The first president of the court was Sünuhi Arsan, who served for two years (1962–64). Following the second (Ömer Lütfi Akadlı - 1964–66) and the third (İbrahim Senil - 1966–68) presidents, the court failed to elect a president for 29 months (until 1970) during which it was headed by an acting president.

The articles of the constitution regulating the structure of the court were slightly amended in 1971 and 1973.

Although the constitution of 1961 was annulled by the military regime that came into the power with the military coup of 12 September 1980, the court went on operating. It currently operates according to the constitution of 1982.

===Key decisions===

- Decision no. 1989–12, dated 7 March 1989: The Court, in response to then president Kenan Evren's application for annulment of a law passed by parliament, ruled that wearing headscarves in public universities violated the separation of religion and state.
- Decision no. 1994–2, dated 16 June 1994: The Court ruled to close the Democracy Party (Demokrasi Partisi – DEP), a pro-Kurdish party, on the grounds that it violated the principle of territorial/national integrity and indivisibility.
- Decision no. 1998–1, dated 16 January 1998: The Court ruled to close the Welfare Party (Refah Partisi – RP), an Islamist party, on the grounds that it was violating the principle of secularism.
- Decision no. 2001–2, dated 21 June 2001: The Court ruled to close the Virtue Party (Fazilet Partisi – FP), the successor to the Welfare Party. The decision, however, stated that the Court did not consider the FP to be the continuation of the RP, but cited the Islamist policies followed by the party as the main reasons behind the closure.

[Referring expression pointing lines]

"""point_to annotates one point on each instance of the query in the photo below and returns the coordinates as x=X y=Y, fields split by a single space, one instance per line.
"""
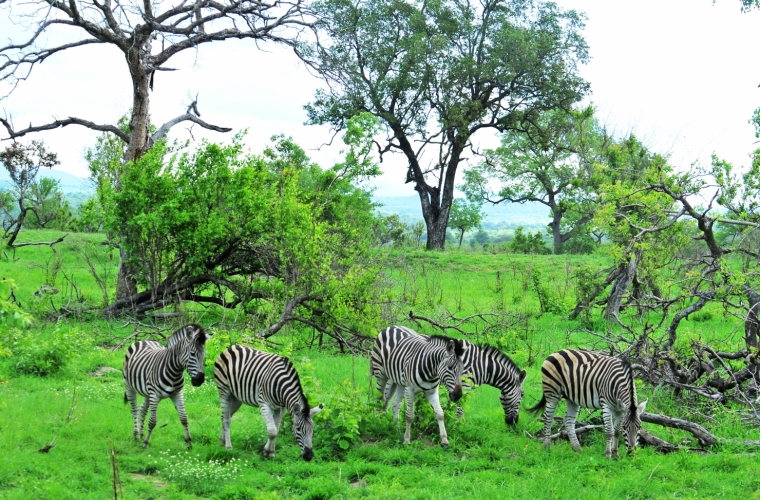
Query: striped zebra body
x=270 y=382
x=590 y=380
x=488 y=365
x=485 y=365
x=407 y=363
x=157 y=372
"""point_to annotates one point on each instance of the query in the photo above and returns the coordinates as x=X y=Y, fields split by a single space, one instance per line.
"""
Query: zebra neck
x=177 y=356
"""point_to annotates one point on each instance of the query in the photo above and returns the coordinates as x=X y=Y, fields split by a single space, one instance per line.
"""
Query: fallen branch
x=703 y=436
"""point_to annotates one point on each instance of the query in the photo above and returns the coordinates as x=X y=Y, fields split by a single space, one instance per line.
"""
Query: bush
x=33 y=355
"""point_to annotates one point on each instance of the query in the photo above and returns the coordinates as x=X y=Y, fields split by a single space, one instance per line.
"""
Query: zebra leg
x=154 y=400
x=549 y=409
x=397 y=401
x=141 y=417
x=388 y=392
x=409 y=414
x=179 y=403
x=266 y=412
x=229 y=406
x=609 y=430
x=570 y=416
x=131 y=396
x=278 y=414
x=435 y=402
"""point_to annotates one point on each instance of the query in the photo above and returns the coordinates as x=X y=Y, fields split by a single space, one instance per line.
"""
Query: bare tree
x=148 y=34
x=22 y=163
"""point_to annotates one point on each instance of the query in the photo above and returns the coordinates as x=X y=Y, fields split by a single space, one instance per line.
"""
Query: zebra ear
x=642 y=406
x=316 y=409
x=450 y=346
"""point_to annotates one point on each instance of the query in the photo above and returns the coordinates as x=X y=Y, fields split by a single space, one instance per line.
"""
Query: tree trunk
x=751 y=324
x=139 y=126
x=621 y=285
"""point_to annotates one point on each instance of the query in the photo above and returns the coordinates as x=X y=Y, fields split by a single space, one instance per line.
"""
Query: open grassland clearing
x=359 y=451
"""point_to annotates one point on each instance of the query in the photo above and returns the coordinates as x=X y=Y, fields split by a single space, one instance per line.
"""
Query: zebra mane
x=188 y=331
x=444 y=340
x=628 y=369
x=305 y=409
x=500 y=357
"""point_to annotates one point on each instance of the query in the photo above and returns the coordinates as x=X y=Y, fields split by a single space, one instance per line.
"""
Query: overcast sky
x=682 y=74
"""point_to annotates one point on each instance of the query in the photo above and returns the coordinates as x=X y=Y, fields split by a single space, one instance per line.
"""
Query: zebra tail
x=540 y=406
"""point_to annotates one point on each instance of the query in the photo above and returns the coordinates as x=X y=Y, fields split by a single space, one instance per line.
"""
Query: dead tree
x=148 y=35
x=23 y=161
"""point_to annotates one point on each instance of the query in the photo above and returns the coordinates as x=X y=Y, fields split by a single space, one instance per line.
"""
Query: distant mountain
x=503 y=215
x=68 y=182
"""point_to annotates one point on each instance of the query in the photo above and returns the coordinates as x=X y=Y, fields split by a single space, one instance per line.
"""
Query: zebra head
x=451 y=367
x=510 y=398
x=303 y=427
x=631 y=423
x=195 y=341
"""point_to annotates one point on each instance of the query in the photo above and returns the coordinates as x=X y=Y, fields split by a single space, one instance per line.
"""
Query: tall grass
x=85 y=413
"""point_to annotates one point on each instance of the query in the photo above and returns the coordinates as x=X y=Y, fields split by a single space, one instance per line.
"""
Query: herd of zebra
x=403 y=362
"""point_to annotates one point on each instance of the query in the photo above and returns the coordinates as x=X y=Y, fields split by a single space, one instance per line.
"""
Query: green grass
x=87 y=417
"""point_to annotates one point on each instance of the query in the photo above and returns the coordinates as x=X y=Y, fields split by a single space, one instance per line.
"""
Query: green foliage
x=389 y=229
x=465 y=216
x=547 y=298
x=40 y=355
x=437 y=73
x=11 y=315
x=528 y=243
x=194 y=475
x=269 y=228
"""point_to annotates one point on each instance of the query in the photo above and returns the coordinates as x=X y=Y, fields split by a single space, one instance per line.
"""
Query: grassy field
x=86 y=417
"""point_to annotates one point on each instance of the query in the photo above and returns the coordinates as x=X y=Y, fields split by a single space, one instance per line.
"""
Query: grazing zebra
x=413 y=364
x=156 y=372
x=487 y=365
x=589 y=380
x=269 y=381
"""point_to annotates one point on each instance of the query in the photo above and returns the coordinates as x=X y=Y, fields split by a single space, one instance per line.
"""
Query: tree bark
x=621 y=285
x=139 y=125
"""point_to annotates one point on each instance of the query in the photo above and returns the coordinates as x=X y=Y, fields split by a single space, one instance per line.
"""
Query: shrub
x=35 y=355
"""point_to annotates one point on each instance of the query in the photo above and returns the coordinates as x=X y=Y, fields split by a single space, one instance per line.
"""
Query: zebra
x=412 y=364
x=590 y=380
x=269 y=381
x=156 y=372
x=488 y=365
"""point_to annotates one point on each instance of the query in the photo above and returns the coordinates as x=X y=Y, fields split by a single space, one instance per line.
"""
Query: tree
x=51 y=209
x=390 y=229
x=22 y=163
x=436 y=73
x=464 y=217
x=271 y=234
x=550 y=163
x=135 y=29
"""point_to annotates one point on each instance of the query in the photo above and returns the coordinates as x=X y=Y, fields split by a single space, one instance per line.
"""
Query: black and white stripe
x=157 y=372
x=269 y=381
x=590 y=380
x=487 y=365
x=407 y=363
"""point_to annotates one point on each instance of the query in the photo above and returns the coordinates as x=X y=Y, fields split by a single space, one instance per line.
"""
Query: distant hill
x=503 y=215
x=76 y=190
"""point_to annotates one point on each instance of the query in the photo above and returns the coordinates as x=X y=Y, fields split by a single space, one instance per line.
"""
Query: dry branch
x=703 y=436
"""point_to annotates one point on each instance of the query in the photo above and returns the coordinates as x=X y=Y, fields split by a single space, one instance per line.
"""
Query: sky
x=682 y=75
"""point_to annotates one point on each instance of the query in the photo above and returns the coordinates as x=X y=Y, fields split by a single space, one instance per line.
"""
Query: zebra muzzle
x=198 y=379
x=456 y=394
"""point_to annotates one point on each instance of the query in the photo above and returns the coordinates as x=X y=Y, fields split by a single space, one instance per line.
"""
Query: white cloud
x=683 y=74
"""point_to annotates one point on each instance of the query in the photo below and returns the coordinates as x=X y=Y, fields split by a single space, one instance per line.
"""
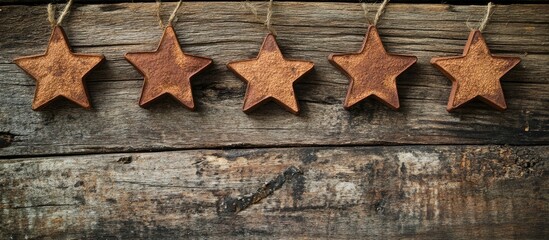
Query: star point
x=372 y=71
x=167 y=71
x=475 y=74
x=59 y=73
x=270 y=77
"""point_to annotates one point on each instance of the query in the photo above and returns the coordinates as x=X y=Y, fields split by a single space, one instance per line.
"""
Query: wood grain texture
x=434 y=192
x=227 y=31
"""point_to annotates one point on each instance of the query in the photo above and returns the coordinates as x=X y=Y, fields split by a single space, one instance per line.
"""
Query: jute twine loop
x=172 y=18
x=51 y=14
x=484 y=20
x=268 y=20
x=380 y=12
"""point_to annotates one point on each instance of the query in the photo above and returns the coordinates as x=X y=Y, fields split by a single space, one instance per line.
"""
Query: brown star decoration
x=372 y=71
x=270 y=77
x=167 y=70
x=59 y=72
x=475 y=74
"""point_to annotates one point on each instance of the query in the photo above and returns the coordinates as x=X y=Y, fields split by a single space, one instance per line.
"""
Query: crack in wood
x=230 y=205
x=6 y=138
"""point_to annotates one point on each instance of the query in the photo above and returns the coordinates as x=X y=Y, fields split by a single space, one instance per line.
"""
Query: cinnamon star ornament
x=59 y=73
x=167 y=71
x=475 y=74
x=270 y=77
x=372 y=71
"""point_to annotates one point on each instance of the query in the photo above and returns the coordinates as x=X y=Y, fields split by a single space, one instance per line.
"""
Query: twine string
x=51 y=13
x=486 y=17
x=172 y=17
x=268 y=20
x=379 y=12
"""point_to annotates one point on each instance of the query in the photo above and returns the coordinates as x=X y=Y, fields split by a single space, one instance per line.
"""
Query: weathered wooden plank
x=227 y=31
x=461 y=2
x=436 y=192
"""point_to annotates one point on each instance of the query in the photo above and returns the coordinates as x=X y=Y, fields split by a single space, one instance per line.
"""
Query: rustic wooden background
x=120 y=171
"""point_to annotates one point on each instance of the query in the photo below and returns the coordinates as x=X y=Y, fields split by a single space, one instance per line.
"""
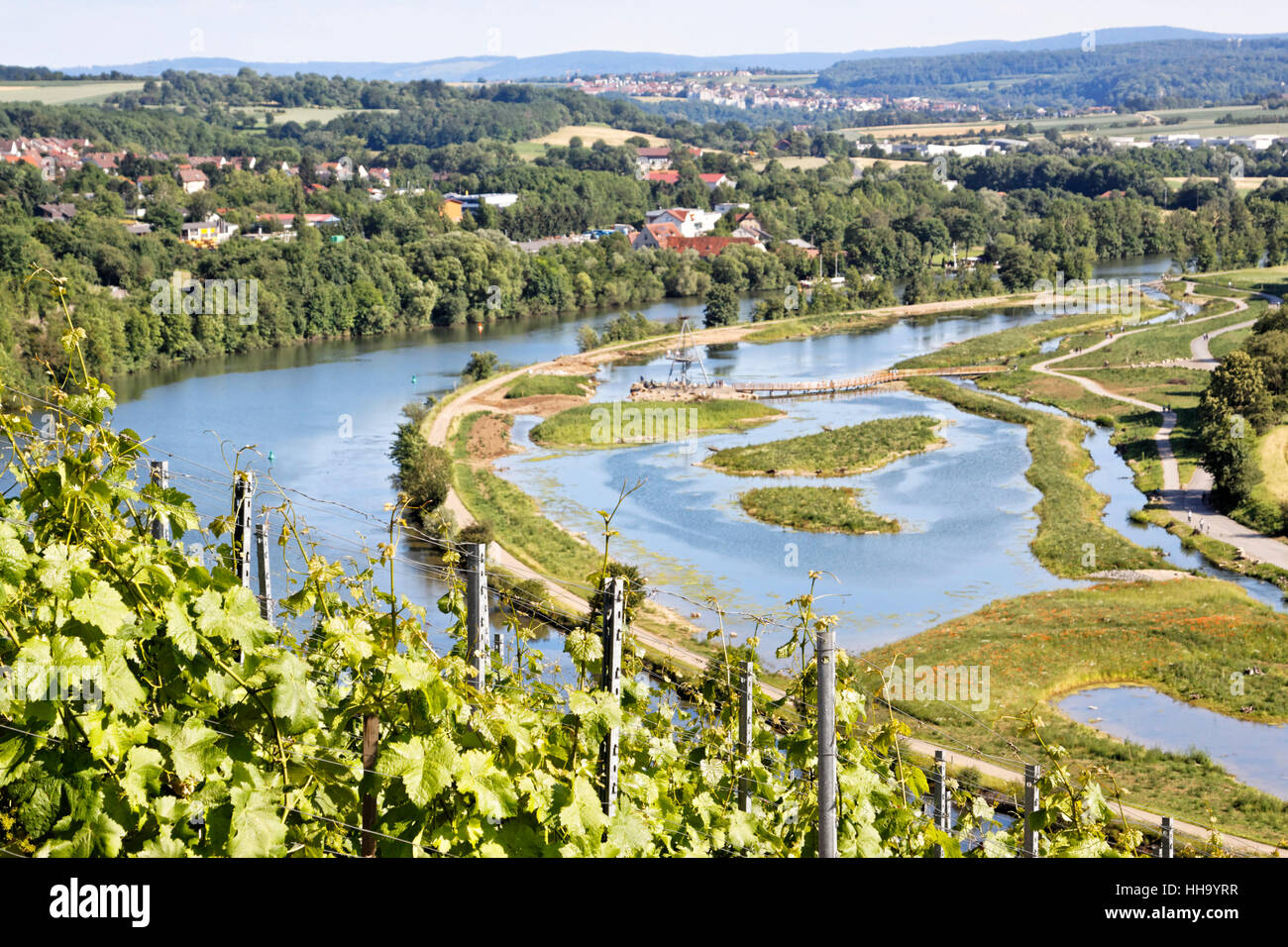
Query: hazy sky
x=80 y=33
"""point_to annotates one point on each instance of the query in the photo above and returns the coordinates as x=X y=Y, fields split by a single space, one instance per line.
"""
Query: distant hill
x=591 y=62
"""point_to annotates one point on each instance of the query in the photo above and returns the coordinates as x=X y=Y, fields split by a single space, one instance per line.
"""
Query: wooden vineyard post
x=159 y=472
x=1031 y=774
x=940 y=797
x=370 y=750
x=825 y=667
x=613 y=604
x=746 y=681
x=244 y=487
x=266 y=579
x=476 y=612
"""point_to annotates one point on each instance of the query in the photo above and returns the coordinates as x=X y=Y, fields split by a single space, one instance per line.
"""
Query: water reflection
x=1253 y=753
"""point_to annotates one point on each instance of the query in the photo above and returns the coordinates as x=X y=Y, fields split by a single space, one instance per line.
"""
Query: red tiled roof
x=706 y=247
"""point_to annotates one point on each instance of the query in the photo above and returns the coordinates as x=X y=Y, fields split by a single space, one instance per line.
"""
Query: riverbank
x=816 y=509
x=1072 y=540
x=1183 y=638
x=845 y=451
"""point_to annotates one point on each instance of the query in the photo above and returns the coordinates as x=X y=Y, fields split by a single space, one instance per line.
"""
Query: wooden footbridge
x=789 y=389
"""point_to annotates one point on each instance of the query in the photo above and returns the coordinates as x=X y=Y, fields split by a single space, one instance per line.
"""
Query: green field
x=838 y=453
x=1159 y=344
x=814 y=509
x=531 y=385
x=1198 y=121
x=609 y=424
x=65 y=93
x=1184 y=638
x=1273 y=279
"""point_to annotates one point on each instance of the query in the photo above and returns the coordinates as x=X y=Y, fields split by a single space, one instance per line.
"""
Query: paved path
x=1186 y=501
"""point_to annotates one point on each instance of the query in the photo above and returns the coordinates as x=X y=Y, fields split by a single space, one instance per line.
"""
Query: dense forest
x=1170 y=73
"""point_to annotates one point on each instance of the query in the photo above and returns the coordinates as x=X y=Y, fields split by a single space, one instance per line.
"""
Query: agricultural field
x=1198 y=121
x=65 y=93
x=810 y=162
x=303 y=115
x=814 y=509
x=1273 y=279
x=589 y=134
x=932 y=129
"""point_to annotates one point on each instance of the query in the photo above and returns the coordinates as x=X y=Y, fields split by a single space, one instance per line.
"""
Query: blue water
x=1253 y=753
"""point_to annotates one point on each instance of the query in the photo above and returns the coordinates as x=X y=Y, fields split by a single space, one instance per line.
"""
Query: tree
x=1237 y=386
x=721 y=307
x=482 y=365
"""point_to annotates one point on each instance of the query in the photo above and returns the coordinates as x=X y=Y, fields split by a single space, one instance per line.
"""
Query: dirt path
x=469 y=402
x=1232 y=843
x=1189 y=500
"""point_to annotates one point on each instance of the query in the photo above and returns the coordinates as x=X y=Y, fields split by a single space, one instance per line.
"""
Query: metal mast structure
x=684 y=356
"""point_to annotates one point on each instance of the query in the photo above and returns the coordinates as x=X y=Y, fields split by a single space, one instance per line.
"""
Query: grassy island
x=849 y=450
x=816 y=509
x=608 y=424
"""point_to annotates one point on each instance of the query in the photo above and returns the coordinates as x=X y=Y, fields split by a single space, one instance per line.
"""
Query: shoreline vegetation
x=1180 y=638
x=532 y=385
x=1069 y=510
x=850 y=450
x=617 y=423
x=815 y=509
x=1072 y=540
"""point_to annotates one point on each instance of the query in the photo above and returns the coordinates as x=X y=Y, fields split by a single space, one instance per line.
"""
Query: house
x=56 y=211
x=653 y=158
x=206 y=234
x=803 y=245
x=656 y=236
x=107 y=159
x=287 y=221
x=191 y=179
x=473 y=201
x=706 y=248
x=747 y=226
x=339 y=170
x=1008 y=145
x=692 y=222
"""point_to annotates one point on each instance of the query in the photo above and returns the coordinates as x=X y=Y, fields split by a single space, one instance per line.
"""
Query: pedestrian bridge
x=787 y=389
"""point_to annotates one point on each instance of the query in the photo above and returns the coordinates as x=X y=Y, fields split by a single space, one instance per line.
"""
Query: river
x=326 y=411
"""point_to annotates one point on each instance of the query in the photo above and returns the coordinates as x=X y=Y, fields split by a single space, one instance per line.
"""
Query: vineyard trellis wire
x=209 y=707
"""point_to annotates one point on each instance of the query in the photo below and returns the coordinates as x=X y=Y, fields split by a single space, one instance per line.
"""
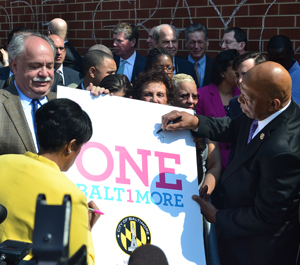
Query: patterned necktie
x=35 y=105
x=121 y=68
x=196 y=71
x=253 y=128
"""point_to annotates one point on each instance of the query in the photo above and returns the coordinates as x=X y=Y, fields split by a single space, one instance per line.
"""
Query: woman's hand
x=93 y=217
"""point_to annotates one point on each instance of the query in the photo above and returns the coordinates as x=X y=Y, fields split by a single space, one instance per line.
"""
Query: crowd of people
x=245 y=131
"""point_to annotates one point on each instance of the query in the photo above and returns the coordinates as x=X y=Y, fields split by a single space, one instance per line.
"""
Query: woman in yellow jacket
x=62 y=128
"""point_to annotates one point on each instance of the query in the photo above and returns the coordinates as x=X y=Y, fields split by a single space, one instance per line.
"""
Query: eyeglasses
x=226 y=42
x=60 y=48
x=193 y=43
x=188 y=95
x=168 y=69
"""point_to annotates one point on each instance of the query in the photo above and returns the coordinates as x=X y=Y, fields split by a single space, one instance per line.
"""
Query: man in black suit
x=128 y=61
x=59 y=27
x=258 y=223
x=166 y=36
x=69 y=75
x=196 y=40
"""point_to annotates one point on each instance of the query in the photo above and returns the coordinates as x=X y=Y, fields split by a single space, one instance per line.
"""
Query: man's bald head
x=271 y=78
x=58 y=27
x=265 y=89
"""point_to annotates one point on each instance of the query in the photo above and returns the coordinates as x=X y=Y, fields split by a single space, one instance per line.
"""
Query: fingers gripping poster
x=141 y=180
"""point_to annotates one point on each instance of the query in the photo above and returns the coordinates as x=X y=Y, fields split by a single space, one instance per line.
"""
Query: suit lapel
x=245 y=151
x=16 y=114
x=216 y=101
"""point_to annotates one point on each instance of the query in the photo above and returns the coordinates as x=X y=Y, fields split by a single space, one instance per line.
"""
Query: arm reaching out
x=187 y=122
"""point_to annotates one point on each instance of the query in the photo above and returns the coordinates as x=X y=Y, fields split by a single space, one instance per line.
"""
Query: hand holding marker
x=170 y=122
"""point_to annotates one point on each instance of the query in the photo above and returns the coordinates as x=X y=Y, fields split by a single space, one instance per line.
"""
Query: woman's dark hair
x=153 y=55
x=153 y=76
x=117 y=82
x=220 y=64
x=59 y=121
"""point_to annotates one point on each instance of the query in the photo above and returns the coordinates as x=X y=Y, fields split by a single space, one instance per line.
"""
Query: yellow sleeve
x=79 y=230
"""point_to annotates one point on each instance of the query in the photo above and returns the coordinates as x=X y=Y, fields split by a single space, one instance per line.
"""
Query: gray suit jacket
x=15 y=135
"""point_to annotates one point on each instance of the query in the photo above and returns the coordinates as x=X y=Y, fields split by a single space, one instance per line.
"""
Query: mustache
x=41 y=79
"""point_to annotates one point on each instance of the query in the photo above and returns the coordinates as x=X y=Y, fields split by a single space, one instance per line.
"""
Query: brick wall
x=91 y=21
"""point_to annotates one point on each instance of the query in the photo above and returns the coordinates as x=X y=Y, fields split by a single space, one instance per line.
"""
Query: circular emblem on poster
x=132 y=232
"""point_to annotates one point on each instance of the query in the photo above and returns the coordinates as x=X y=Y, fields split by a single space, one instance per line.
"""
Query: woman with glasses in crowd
x=214 y=98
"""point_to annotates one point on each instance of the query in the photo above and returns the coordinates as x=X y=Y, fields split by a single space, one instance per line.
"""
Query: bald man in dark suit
x=258 y=223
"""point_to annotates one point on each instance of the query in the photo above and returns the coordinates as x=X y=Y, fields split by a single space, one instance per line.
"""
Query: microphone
x=3 y=213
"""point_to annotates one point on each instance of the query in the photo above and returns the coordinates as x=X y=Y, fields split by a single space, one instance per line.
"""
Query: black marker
x=170 y=122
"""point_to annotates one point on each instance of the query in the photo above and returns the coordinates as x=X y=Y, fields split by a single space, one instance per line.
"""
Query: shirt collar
x=266 y=121
x=26 y=101
x=60 y=69
x=201 y=61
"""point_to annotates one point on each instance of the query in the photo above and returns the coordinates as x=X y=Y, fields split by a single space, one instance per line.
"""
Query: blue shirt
x=294 y=72
x=27 y=107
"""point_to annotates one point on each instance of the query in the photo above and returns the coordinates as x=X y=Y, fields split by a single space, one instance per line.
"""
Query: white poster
x=141 y=180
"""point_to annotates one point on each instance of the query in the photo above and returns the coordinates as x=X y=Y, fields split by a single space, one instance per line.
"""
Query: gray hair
x=130 y=31
x=17 y=44
x=157 y=30
x=195 y=27
x=94 y=58
x=180 y=78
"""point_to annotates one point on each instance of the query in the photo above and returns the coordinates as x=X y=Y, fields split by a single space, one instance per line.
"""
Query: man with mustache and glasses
x=32 y=62
x=68 y=75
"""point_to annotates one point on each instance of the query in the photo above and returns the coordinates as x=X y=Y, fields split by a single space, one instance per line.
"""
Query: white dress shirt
x=27 y=107
x=266 y=121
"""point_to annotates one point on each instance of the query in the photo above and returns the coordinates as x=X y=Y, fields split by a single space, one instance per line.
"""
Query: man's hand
x=203 y=193
x=207 y=209
x=187 y=122
x=96 y=90
x=93 y=217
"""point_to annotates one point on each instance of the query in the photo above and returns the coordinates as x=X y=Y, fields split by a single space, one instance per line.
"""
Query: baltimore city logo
x=132 y=232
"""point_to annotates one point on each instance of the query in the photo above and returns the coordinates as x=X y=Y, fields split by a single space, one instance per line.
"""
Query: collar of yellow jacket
x=42 y=159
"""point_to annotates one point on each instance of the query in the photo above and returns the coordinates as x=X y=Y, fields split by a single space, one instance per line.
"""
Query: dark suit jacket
x=259 y=221
x=207 y=72
x=58 y=81
x=234 y=107
x=138 y=67
x=70 y=75
x=15 y=135
x=183 y=66
x=73 y=59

> **TASK TO COMPLETE**: Continue the Turkish constitutional court history from where it stops, following on after the decision on the Virtue Party.

> **ANSWER AREA**:
- Decision no. 2001–332, dated 18 July 2001: The Court, in response to applications made by regular courts, ruled that some parts of the Amnesty Law passed by the parliament were unconstitutional, which resulted in a minor expansion in the scope of the proposed amnesty.
- Decision dated 2008/7/30: In the 2008 Justice and Development Party closure trial, the court ruled that the Justice and Development Party did not violate the separation of religion and state and did not close it, but noted that it had become "a center for anti-secular activities" and cut the state's funding of the party's activities by 50%.
- Decision dated 2009/12/11: The court decided to ban the Democratic Society Party (DTP) for its links to the Kurdistan Workers Party (PKK), considered a terrorist group. It argued the DTP violated Articles 68 and 69 of the Constitution and the Political Parties Law. "The party became a focal point for terrorism against the indivisible integrity of the state.", stated Haşim Kılıç, president of the Court.
- Decision dated 26 December 2019 lifting the ban on Wikipedia.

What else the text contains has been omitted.